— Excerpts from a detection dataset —
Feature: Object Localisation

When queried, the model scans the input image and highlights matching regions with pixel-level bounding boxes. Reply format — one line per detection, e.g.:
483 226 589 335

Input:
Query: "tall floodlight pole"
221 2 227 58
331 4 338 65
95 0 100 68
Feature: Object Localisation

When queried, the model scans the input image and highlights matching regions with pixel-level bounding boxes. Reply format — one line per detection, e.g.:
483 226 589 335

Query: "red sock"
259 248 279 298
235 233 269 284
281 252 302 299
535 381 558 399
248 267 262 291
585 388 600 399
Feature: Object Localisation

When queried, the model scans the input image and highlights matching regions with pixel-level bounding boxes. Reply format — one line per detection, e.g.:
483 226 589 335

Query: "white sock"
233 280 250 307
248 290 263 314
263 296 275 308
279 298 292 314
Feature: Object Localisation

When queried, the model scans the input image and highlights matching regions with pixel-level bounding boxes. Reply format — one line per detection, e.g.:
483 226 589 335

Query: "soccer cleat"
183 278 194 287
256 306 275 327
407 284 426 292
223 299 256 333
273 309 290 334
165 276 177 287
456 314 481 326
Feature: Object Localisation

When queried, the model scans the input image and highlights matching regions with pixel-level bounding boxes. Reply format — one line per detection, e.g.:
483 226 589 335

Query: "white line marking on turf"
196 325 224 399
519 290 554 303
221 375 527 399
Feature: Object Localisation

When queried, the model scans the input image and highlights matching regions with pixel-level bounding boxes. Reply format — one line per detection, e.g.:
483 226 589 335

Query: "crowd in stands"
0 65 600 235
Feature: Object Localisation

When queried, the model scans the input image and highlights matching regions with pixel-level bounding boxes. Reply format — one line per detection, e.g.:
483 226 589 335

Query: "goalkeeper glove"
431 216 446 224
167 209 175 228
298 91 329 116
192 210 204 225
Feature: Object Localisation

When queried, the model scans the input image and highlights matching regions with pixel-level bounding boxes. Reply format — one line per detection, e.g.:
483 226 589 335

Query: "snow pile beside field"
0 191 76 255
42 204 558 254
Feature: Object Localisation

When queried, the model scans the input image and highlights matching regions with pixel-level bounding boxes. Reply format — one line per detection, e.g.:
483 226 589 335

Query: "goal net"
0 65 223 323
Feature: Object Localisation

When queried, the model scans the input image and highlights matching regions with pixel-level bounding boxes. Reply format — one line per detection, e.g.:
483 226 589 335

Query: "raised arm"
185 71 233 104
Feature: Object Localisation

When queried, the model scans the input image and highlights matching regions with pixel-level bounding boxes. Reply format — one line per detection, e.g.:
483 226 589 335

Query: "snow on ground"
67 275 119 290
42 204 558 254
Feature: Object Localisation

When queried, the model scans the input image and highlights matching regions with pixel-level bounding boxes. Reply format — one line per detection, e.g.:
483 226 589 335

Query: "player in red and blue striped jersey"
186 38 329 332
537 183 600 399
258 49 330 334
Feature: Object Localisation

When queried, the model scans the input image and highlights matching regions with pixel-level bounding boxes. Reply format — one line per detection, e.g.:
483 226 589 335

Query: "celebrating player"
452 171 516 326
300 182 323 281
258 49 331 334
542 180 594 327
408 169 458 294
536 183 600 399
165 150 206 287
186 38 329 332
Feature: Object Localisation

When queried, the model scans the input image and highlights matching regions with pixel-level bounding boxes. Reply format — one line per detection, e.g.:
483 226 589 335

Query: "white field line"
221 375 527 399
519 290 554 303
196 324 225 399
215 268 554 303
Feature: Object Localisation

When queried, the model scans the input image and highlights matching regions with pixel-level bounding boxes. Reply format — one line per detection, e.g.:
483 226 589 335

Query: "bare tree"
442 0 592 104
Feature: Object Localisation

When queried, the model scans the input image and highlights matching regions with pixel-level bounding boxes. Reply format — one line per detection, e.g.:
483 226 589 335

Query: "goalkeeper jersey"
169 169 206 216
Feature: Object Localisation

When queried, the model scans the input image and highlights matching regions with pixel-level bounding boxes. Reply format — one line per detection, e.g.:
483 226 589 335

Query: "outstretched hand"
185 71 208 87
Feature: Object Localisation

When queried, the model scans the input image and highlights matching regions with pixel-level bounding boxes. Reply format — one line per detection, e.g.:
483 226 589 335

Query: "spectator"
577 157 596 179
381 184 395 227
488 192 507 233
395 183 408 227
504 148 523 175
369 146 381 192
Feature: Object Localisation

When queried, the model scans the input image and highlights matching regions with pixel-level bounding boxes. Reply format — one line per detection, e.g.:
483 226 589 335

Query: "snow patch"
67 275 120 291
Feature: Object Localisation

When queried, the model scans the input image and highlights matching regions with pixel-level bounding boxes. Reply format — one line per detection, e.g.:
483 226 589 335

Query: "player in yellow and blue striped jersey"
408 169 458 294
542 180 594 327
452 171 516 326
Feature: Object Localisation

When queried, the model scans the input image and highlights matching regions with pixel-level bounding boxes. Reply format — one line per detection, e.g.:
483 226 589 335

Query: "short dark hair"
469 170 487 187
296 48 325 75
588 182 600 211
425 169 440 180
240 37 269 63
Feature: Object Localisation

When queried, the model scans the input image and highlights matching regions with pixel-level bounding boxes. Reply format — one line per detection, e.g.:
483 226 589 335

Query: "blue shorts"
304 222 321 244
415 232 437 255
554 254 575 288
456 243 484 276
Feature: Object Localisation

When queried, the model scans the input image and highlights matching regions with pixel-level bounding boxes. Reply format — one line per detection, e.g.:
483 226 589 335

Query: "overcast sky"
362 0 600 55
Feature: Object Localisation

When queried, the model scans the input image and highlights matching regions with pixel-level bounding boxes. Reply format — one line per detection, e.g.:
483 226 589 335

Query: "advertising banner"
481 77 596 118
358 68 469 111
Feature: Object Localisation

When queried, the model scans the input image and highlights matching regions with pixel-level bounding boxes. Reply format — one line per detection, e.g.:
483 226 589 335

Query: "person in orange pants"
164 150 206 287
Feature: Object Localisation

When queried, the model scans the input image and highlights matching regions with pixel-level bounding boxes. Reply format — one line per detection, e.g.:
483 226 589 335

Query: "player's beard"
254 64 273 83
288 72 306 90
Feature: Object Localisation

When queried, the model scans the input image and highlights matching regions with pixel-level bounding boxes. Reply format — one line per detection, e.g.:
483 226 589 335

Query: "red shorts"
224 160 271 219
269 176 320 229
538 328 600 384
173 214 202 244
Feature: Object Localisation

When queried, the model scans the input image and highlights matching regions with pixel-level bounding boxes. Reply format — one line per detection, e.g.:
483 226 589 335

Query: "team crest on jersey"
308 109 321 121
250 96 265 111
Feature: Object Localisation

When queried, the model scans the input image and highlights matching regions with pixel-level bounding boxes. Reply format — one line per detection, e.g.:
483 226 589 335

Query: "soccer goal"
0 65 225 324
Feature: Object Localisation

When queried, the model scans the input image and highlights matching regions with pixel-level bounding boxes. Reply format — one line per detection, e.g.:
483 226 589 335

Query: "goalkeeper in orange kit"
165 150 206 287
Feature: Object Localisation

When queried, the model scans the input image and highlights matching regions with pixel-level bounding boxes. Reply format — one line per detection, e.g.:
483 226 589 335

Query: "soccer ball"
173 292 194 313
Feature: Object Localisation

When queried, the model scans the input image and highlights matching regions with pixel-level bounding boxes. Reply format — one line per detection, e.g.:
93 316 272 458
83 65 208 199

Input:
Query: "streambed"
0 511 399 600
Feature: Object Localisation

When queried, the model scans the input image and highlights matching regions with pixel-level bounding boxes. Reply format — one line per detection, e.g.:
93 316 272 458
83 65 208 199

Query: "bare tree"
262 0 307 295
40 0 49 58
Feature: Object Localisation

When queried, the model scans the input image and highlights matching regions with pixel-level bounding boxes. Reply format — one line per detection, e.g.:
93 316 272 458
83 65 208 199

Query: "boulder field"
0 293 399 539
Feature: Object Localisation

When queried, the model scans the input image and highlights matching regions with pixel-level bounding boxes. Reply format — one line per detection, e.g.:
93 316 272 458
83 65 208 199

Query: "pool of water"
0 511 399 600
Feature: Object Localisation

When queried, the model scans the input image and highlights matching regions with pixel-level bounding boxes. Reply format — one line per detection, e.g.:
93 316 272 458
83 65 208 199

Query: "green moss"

— To be done —
Convert the listing, from its first line through the line containing "585 388 600 399", into a JSON list of strings with one string per line and blank lines left out.

— Response for this exercise —
[
  "Feature: Object Localisation",
  "When queried, the model scans the input image and highlights matching regions with pixel-level bounding boxes. Reply format — one line per detection, e.g.:",
  "483 226 589 335",
  "Input:",
  "Query: \"tall floodlight pole\"",
  "221 2 227 58",
  "331 4 338 65",
  "95 0 100 68",
  "Feature: Object Localisation",
  "When queried, the model scans the input image and highlights matching regions with pixel-level bounding boxes. Reply format — one line per detection, e.g.:",
  "483 226 589 335",
  "Query: \"red sock\"",
  "259 248 279 298",
  "235 233 269 284",
  "281 252 302 299",
  "535 381 558 399",
  "248 267 262 291",
  "585 388 600 399"
]